WORK TO COMPLETE:
Answer the following questions about the piece titled "What Is Really Our Right?"
(a) In the film quoted at the opening, which character speaks the line about the right to have babies?
(b) According to the 2006-07 DOCS annual report, what proportion of children in NSW will be reported to DOCS before turning 18?
(c) Per the United Nations report cited, how many people will be on the planet by 2050?

GIVEN TEXT:
What Is Really Our Right?

In Monty Python’s Life Of Brian, Judith – Brian’s girlfriend, says, “Suppose we agree that he can’t have babies, which is nobody’s fault, not even the Romans; but we agree that he does have the right to have babies.”

Even Monty Python had worked out that oppression and child birth go hand in hand way back in 1979.

Neil Shepherd, Director General of DOCS noted in the 2006-07 annual report, “The statistical probability is now that one in every five children in NSW will be reported to DOCS at some point before they turn 18 years of age.”

It would seem that opposition to gay parenting isn’t about whether you are good parents – it’s just about fear of sexual orientation or whatever else self-righteous reason people have to children being raised as decent, fair, generous, loving and honest individuals. It is, apparently, more important where mummy and daddy stick their bits than raising fine, upstanding children, adolescents and young people in a safe environment who will become the next generation and will, whether you like it or not, challenge the way you think.

But I do have to say, after that spat, that I still have a problem with gays wanting children.

We inhabit a planet in a vast universe. At this time, as we measure it in 2007, there are already six billion of us. According to the United Nations report, World Population To 2300, by 2050 there will be almost nine billion people on the planet or put another way: this growth in population will consume as much food in the next fifty years as humans have consumed for the last 10,000.

Notice a problem?

And while we are running around being busy, worried about the bus being on time or if that delivery will arrive at work today for the really important meeting and you’d just die if it failed to turn up, consider this.

At the moment our whole lifestyle, everything we rely on from the food on our table at night when we get home from work, to the computer you switch on in your office in the morning, to the power that drives the lighting rig at your favourite nightclub, relies on oil. Nitrogen for the soil that grows the crops, the bag you freeze to put the kids’ lunch in for school this week, everything that comes to the supermarket by road, sea or air or anywhere for that matter, not to mention the car itself and, oh, the liquid you put in its tank.

So what is the big problem?

STORED DATA:

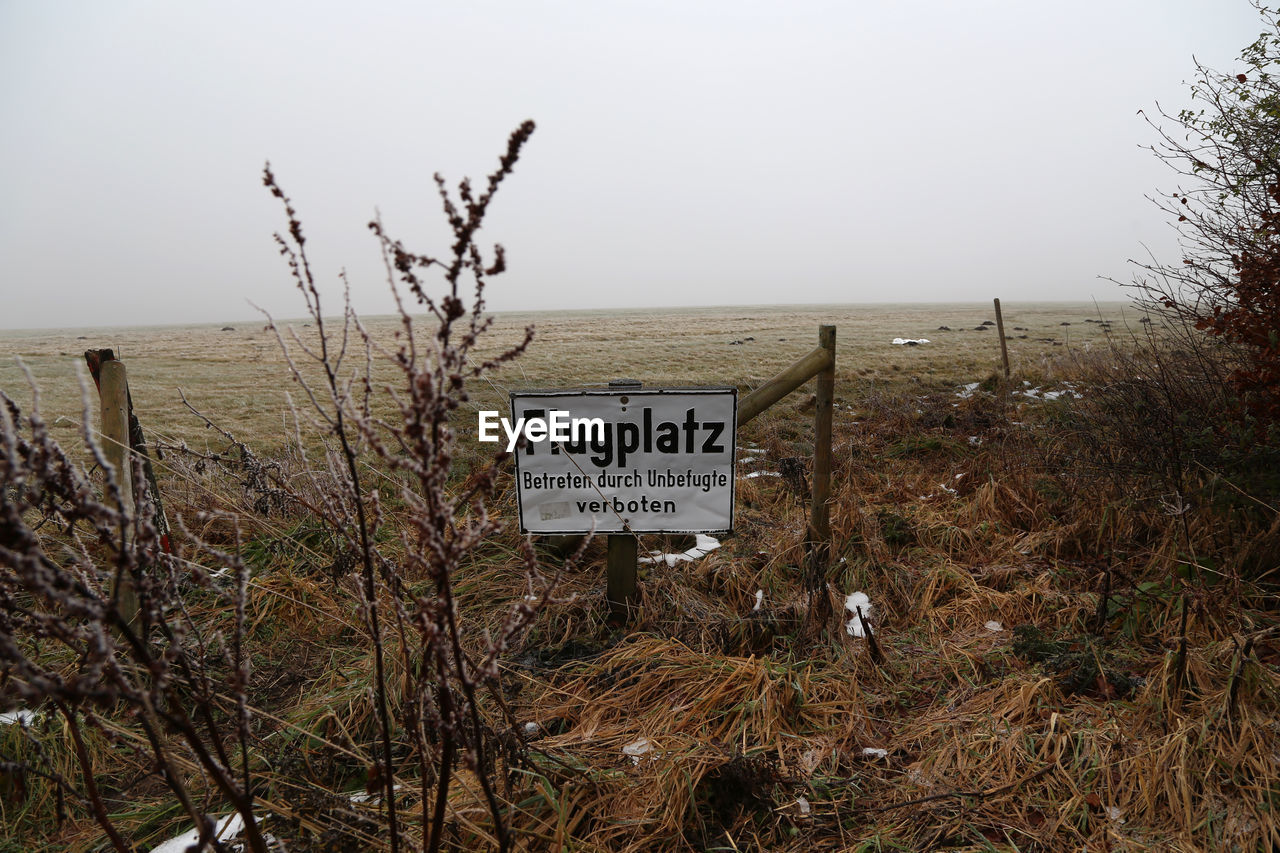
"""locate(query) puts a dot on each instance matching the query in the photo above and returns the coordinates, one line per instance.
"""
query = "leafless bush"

WRITTEN SOLUTION:
(a) Judith, Brian's girlfriend.
(b) One in every five.
(c) Almost nine billion.